Material supplied.
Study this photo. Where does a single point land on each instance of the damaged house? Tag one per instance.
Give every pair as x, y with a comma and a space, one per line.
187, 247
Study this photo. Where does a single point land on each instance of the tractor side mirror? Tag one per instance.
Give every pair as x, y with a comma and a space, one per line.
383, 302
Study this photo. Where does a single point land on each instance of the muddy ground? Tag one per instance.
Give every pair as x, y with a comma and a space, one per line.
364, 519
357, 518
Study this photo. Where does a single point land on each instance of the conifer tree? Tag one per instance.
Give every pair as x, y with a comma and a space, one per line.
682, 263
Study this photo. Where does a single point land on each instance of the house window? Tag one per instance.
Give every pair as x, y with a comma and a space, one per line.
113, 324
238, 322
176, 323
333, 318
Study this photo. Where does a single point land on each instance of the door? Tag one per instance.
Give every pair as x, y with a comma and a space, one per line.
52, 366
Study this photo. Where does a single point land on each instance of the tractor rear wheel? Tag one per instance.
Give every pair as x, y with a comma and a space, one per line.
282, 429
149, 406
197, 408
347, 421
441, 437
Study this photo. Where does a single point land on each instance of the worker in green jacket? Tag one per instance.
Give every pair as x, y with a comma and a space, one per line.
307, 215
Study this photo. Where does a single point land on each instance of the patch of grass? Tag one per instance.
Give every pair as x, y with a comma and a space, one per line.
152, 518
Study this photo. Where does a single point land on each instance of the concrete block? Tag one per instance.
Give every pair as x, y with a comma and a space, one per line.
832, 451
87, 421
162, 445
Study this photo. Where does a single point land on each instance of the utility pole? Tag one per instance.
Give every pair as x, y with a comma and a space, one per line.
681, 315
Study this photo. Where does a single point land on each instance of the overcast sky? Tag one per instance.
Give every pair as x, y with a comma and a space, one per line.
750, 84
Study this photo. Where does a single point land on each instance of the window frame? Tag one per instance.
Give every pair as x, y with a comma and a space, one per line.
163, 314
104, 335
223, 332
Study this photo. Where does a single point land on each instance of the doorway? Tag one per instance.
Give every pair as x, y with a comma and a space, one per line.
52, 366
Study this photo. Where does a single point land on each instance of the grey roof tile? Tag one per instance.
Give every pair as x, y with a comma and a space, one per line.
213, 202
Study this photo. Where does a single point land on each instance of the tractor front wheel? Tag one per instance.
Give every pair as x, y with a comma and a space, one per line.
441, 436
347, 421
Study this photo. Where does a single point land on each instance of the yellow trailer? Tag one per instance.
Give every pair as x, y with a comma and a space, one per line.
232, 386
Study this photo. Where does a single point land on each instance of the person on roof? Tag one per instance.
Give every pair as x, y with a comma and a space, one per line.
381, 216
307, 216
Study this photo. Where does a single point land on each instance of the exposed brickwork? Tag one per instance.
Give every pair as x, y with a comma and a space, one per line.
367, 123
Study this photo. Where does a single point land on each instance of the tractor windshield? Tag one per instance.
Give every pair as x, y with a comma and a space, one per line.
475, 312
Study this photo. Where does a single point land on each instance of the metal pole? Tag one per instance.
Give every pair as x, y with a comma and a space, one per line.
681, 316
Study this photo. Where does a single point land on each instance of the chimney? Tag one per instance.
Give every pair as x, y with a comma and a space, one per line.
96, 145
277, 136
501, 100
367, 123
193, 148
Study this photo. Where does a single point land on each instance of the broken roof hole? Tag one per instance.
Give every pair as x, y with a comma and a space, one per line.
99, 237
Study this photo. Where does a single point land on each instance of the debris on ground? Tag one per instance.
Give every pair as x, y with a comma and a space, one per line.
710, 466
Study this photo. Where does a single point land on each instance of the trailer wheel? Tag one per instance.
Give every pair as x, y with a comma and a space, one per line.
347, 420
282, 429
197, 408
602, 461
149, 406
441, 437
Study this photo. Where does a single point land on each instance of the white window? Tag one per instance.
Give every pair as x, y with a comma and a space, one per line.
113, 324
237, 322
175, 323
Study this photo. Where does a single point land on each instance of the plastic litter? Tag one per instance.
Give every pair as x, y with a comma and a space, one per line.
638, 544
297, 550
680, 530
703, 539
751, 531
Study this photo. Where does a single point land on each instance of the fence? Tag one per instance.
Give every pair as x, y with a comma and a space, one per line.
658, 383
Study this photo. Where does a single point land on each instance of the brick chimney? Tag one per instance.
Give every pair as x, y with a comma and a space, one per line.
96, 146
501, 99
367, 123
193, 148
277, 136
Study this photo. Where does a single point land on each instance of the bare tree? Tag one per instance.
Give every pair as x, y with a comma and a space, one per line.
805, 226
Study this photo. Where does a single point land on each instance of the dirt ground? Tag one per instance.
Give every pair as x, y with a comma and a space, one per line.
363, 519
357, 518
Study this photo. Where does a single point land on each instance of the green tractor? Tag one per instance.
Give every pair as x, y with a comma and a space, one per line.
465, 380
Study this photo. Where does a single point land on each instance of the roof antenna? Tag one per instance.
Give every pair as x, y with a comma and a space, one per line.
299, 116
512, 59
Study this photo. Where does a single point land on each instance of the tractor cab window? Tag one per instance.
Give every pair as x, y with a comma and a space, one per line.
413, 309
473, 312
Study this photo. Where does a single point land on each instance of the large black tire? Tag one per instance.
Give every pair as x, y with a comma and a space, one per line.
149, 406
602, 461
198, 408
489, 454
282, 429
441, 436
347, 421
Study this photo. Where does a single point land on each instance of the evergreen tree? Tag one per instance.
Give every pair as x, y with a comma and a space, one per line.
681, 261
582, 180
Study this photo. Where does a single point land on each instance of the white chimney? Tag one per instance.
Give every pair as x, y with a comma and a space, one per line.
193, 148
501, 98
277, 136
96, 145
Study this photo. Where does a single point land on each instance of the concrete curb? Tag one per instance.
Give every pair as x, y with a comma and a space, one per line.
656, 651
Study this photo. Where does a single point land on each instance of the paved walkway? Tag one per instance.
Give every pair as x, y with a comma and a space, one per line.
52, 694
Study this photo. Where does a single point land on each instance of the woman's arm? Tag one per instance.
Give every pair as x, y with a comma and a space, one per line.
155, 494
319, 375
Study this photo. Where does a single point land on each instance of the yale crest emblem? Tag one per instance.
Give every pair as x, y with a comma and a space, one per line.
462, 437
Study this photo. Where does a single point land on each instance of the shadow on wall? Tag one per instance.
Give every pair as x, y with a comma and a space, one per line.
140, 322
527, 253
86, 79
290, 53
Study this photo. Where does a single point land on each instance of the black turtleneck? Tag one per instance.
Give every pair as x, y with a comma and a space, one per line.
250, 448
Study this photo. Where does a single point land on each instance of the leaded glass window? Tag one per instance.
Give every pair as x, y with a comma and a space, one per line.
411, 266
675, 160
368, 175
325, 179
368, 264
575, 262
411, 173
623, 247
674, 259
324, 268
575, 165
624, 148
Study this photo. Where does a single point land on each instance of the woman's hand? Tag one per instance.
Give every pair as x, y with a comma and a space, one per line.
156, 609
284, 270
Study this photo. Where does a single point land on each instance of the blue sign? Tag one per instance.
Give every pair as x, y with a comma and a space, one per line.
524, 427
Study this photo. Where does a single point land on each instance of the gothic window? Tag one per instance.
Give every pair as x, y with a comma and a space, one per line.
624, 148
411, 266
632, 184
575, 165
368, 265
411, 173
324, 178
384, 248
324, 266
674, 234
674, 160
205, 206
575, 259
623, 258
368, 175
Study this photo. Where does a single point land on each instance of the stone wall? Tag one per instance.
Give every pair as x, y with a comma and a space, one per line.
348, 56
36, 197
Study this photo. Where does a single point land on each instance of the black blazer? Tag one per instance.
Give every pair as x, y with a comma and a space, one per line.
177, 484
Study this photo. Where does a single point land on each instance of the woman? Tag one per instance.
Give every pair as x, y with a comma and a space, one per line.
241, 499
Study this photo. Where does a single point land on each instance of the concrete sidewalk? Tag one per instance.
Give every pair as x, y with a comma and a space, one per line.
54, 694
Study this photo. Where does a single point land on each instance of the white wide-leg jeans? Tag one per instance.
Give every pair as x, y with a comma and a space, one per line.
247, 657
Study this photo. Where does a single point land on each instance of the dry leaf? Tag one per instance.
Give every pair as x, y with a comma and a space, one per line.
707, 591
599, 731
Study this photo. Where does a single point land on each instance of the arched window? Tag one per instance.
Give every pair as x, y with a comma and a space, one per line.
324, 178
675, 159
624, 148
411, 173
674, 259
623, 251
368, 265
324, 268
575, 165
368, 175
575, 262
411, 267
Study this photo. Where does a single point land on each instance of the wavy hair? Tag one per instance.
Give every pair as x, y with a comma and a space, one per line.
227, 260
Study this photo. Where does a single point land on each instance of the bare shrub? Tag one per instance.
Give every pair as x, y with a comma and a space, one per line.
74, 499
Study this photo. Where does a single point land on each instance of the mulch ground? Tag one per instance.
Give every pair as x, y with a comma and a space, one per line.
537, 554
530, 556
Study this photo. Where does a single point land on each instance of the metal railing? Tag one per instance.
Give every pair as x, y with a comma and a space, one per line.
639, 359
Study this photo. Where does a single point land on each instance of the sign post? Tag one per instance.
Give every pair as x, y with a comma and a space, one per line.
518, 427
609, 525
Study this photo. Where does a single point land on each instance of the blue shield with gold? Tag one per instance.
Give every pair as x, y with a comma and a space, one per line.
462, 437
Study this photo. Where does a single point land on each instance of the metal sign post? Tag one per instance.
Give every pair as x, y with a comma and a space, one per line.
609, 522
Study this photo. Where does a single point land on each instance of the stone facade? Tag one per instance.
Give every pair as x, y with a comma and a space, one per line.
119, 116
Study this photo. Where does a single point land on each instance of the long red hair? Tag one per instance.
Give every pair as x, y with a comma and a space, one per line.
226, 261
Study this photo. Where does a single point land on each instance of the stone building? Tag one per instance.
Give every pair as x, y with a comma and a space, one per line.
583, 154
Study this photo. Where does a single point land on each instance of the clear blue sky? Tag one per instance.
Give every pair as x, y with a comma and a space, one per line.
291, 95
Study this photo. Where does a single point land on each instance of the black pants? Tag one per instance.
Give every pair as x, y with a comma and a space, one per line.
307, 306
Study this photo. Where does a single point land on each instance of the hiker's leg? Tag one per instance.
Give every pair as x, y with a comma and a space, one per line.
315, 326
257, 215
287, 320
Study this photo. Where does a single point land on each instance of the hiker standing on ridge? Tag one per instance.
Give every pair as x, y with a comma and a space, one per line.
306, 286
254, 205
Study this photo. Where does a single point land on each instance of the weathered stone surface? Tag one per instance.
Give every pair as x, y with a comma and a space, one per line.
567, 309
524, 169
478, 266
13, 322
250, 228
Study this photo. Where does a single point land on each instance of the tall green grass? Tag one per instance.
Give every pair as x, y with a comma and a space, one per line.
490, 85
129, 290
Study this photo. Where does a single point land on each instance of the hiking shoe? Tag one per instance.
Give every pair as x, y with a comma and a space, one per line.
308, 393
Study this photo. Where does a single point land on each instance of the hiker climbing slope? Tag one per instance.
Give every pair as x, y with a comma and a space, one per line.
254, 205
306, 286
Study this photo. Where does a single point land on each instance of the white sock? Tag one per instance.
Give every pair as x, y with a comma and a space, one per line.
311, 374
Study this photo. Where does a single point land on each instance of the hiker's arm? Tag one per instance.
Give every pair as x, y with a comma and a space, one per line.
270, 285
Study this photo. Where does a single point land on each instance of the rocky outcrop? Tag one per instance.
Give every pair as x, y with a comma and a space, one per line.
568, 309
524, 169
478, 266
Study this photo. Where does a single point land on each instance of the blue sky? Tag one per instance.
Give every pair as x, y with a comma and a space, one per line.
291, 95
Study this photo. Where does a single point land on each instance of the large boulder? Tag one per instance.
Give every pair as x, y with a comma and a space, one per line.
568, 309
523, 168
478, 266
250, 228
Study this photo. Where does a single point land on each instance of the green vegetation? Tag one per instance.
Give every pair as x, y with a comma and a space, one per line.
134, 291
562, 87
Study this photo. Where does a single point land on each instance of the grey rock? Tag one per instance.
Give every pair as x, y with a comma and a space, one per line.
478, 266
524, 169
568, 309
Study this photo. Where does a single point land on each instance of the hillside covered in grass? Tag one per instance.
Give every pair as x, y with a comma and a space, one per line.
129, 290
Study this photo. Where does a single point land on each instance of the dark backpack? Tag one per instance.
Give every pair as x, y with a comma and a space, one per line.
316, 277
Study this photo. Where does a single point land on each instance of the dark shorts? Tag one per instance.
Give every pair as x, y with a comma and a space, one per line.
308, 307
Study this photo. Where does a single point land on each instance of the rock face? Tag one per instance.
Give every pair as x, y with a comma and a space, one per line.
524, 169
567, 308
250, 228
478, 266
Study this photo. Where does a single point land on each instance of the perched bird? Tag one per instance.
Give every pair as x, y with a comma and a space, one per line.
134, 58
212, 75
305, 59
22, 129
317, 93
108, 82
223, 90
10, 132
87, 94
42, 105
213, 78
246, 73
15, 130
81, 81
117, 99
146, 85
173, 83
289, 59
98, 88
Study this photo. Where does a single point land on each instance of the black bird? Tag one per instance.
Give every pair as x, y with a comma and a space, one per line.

Written instruction.
Reproduce, character for character, the stretch from the line containing "rock face? Tag one per instance." through the last line of the items above, including both ends.

Exercise solution.
Study this photo. Where does a single point land on each instance of the rock face? Tag one per instance.
Give every pair as x, y with a comma and a space, one per line.
524, 169
567, 308
250, 228
478, 266
Study this photo. Where does a single point land on each instance of the perched bird? Tag one per instance.
Give every pair as x, y with a comma and a space, one per line.
134, 58
212, 75
305, 59
22, 129
317, 93
108, 82
223, 90
10, 132
87, 94
42, 105
213, 78
246, 73
15, 130
81, 81
117, 99
146, 85
173, 83
289, 59
98, 88
Study this photo. Where does a single point land on each instance of the black bird? Tag one per instance.
Give every pair as x, y with a comma and a space, one per line.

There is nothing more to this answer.